[Rows]:
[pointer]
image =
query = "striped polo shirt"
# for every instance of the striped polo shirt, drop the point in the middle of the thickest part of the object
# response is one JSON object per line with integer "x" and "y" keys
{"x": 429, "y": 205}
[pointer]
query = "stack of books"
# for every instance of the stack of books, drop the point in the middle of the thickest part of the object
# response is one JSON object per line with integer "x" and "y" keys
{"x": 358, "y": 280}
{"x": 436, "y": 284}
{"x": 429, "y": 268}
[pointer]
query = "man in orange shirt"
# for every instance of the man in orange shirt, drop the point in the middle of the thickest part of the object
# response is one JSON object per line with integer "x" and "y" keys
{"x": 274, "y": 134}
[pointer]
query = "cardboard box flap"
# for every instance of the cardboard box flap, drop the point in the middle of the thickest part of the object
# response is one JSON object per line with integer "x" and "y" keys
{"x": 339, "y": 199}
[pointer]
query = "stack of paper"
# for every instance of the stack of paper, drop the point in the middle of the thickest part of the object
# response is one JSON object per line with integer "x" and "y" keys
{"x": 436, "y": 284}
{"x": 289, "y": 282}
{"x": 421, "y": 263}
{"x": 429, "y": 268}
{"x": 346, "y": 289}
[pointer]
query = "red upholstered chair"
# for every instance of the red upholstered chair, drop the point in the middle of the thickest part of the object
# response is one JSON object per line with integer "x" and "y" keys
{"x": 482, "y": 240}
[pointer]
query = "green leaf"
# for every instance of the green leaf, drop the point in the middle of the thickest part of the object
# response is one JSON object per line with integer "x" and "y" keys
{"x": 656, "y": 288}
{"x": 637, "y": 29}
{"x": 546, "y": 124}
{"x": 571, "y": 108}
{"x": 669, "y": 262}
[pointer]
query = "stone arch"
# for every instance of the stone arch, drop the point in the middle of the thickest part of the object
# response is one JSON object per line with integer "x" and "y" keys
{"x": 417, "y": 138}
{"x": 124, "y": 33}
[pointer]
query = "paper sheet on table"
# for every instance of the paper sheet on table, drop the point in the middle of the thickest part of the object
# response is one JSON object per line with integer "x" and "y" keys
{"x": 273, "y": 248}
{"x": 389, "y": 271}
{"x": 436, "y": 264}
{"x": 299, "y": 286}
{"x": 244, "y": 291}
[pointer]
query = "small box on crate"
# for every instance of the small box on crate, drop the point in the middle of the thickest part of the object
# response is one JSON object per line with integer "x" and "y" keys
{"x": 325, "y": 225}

[Directions]: Retype the material above, line by line, exactly.

[Reply to the task]:
[pointer]
image =
query = "striped polo shirt"
# for every instance of the striped polo shirt, drop the point in the middle of the thickest part of the object
# response is one JSON object per line with integer "x" and "y" keys
{"x": 429, "y": 205}
[pointer]
query = "stack of books"
# for every instance of the stack of books, drop the point in the middle of the thickest part of the object
# response is one JSON object per line with integer "x" and "y" keys
{"x": 358, "y": 280}
{"x": 436, "y": 284}
{"x": 429, "y": 268}
[pointer]
query = "man in orange shirt"
# for every instance of the man in orange shirt, drop the point in the middle of the thickest part of the object
# response is one JSON object per line with integer "x" and "y" keys
{"x": 274, "y": 134}
[pointer]
query = "cardboard box flap"
# for every instance of the cardboard box flap, drop the point in the middle of the thickest part of the object
# response is one JSON object per line with integer "x" and "y" keys
{"x": 339, "y": 199}
[pointer]
query = "stack of paper"
# for every instance of the stack of paper, drop the point in the middle of the thickest part of the object
# response is one JSON object per line with integer "x" and "y" keys
{"x": 436, "y": 284}
{"x": 289, "y": 282}
{"x": 421, "y": 263}
{"x": 429, "y": 268}
{"x": 346, "y": 289}
[pointer]
query = "red upholstered chair"
# for every instance of the red upholstered chair, drop the point in the middle of the thickest part of the object
# response is one JSON object per line with integer "x" and "y" keys
{"x": 482, "y": 240}
[pointer]
query = "green leaf"
# for every instance of the green leaf, drop the point in the middle of the thickest part of the object
# response is one JSON object per line with integer "x" and "y" keys
{"x": 656, "y": 288}
{"x": 637, "y": 29}
{"x": 546, "y": 124}
{"x": 571, "y": 108}
{"x": 669, "y": 262}
[pointer]
query = "stone arch"
# for every instance of the stone arch, drop the point in the middle of the thickest part of the object
# response is one JSON object per line with integer "x" and "y" keys
{"x": 417, "y": 138}
{"x": 124, "y": 33}
[pointer]
query = "paper sheet on table"
# for every instance of the paper sheet on table, drop the point in the middle of the thickest part of the object
# response is one JSON object per line with integer "x" and "y" keys
{"x": 273, "y": 248}
{"x": 389, "y": 271}
{"x": 436, "y": 264}
{"x": 299, "y": 286}
{"x": 244, "y": 291}
[pointer]
query = "small box on crate"
# for every instance of the small box on crate, drop the point in the middle of the thickest part of the object
# response is one JSON object per line with integer "x" and "y" keys
{"x": 325, "y": 225}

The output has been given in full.